== Extract provided ==
Start a conversation in your Project and type:
"Write the executive summary for this week's inventory report. Key findings: forward cover across the portfolio is 28 days vs. 32-day target. Five SKUs are below 10-day forward cover — all in the seasonal outdoor category. Reorders are placed. Two top-10 SKUs are overstocked at 60+ days due to a demand miss on last month's promotion."
What you should see: A professional, concise report summary that uses your target language (forward cover, OTIF) and frames the situation with the appropriate risk tone — without you explaining what forward cover means or what your targets are.
Weekly inventory narrative: "Write the weekly inventory status summary. Key findings: [bullets]."
S&OP talking points: "Write S&OP talking points for [date] meeting. Demand: [change]. Supply: [constraints]. Inventory: [vs target]. Decisions needed: [list]."
Supplier escalation: "Write a supplier escalation email to [supplier] about [issue]. Business impact: [X]. Action needed by: [date]."
RCA document: "Write a stockout RCA for [SKU/category]. What happened: [description]. Root causes: [list]. Corrective actions: [list]."
Stakeholder translation: "Translate this finding for my [audience]: [technical finding in SC terms]. Plain business language, no jargon."
===
• [Given problem]
Copy the inventory report guide between "Start a conversation" and "your targets are.", inclusive, substituting "days of supply" for each "forward cover".
== Data shown ==
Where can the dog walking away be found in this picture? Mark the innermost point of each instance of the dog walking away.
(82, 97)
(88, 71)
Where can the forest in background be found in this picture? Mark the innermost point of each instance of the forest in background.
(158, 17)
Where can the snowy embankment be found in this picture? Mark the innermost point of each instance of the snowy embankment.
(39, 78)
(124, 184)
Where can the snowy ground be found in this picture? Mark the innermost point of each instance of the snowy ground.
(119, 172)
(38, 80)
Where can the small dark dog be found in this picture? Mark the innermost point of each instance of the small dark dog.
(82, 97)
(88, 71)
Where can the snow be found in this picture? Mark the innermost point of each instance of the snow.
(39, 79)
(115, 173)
===
• [Answer to this exercise]
Start a conversation in your Project and type:
"Write the executive summary for this week's inventory report. Key findings: days of supply across the portfolio is 28 days vs. 32-day target. Five SKUs are below 10-day days of supply — all in the seasonal outdoor category. Reorders are placed. Two top-10 SKUs are overstocked at 60+ days due to a demand miss on last month's promotion."
What you should see: A professional, concise report summary that uses your target language (days of supply, OTIF) and frames the situation with the appropriate risk tone — without you explaining what days of supply means or what your targets are.